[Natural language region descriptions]
╭──

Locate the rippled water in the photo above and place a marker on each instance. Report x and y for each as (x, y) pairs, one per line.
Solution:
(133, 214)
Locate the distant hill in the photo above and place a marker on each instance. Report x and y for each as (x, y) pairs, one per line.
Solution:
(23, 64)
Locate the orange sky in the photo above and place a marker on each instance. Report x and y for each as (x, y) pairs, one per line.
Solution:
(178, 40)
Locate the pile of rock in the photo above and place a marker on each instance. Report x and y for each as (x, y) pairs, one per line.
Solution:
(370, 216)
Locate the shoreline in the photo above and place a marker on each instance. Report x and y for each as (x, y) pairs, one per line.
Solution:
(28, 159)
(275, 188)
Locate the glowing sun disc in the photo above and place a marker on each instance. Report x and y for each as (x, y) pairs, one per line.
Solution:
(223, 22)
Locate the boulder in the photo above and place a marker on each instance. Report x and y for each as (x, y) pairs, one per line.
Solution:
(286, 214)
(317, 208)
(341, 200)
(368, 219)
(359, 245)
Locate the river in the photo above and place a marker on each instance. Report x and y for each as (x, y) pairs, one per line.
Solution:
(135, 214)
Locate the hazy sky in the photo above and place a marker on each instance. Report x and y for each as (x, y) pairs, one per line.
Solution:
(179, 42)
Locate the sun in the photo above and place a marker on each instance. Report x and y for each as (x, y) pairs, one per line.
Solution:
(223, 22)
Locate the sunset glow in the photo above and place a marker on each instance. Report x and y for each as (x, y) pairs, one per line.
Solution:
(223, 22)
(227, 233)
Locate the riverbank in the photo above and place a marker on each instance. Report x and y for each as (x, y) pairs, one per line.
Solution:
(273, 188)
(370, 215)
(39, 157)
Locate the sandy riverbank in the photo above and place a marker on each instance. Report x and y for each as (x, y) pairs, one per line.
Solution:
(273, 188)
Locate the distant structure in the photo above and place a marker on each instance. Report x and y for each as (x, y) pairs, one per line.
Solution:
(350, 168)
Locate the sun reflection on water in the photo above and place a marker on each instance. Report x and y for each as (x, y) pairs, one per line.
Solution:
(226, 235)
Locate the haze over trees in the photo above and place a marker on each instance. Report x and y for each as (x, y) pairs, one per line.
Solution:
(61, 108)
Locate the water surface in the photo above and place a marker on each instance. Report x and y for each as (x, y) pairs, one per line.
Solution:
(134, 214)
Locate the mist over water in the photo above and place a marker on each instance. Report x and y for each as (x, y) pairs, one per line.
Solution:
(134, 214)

╰──

Give back the data exactly, with no line dropped.

§ PROBLEM SOLUTION
Locate the rippled water in the photo above and place a marker on each instance. Report x and y for each as (x, y) pairs, one per line.
Solution:
(133, 214)
Locate the distant hill in the photo above and place a marker on each instance. Report x and y for each as (x, y) pairs, one per line.
Solution:
(23, 64)
Locate the orange sky in the photo above and place a marker on each instance. Report x and y for each as (x, y) pairs, one per line.
Solution:
(178, 40)
Locate the pile of rock in the photo above and place a marker on each instance. Report x and y for each as (x, y) pairs, one per line.
Solution:
(370, 216)
Locate the shoreline in the photo above and place a marker on each instance. Report x and y for each as (x, y) pairs, one per line.
Solution:
(28, 159)
(275, 188)
Locate the glowing sun disc in the photo above and place a marker on each instance. Report x and y for each as (x, y) pairs, one per line.
Solution:
(223, 22)
Locate the boulder in the photo above and place a marker on each instance. Report x and y for each as (x, y) pairs, one per line.
Solution:
(286, 214)
(317, 208)
(341, 200)
(368, 219)
(359, 245)
Locate the river in the photo above and place a marker on each instance. Report x and y for each as (x, y) pairs, one per line.
Solution:
(135, 214)
Locate the hazy sky in the photo above and place a marker on each instance. Report x and y for each as (x, y) pairs, one per line.
Solution:
(179, 42)
Locate the sun in the photo above and place a marker on each instance. Report x and y for each as (x, y) pairs, one per line.
Solution:
(223, 22)
Locate the sunset glow in the photo above and place a marker on each instance. Report x and y for each as (x, y) pairs, one per line.
Solution:
(223, 22)
(227, 233)
Locate the riverbank in the photo above and place a marker on each instance. Report x and y for each as (x, y) pairs, one per line.
Solution:
(273, 188)
(370, 215)
(39, 157)
Locate the sandy riverbank in the photo above and place a marker on each instance. Report x and y for each as (x, y) pairs, one per line.
Solution:
(273, 188)
Locate the distant structure in the photo above and place a marker on each instance. Report x and y for each as (x, y) pairs, one per line.
Solution:
(350, 168)
Locate the sun reflection on water in the photo above and place a marker on each instance. Report x and y for each as (x, y) pairs, one per line.
Solution:
(226, 235)
Locate the haze over trees in the photo above and place a marker on each instance. Report x and y for each as (x, y) pairs, one per line.
Solution:
(61, 108)
Locate the water surface in the photo above and place a marker on each instance. Report x and y for each as (x, y) pairs, one per line.
Solution:
(134, 214)
Locate the mist over water in the photo above and place a marker on each instance. Report x and y for each as (x, y) pairs, one per line.
Solution:
(134, 214)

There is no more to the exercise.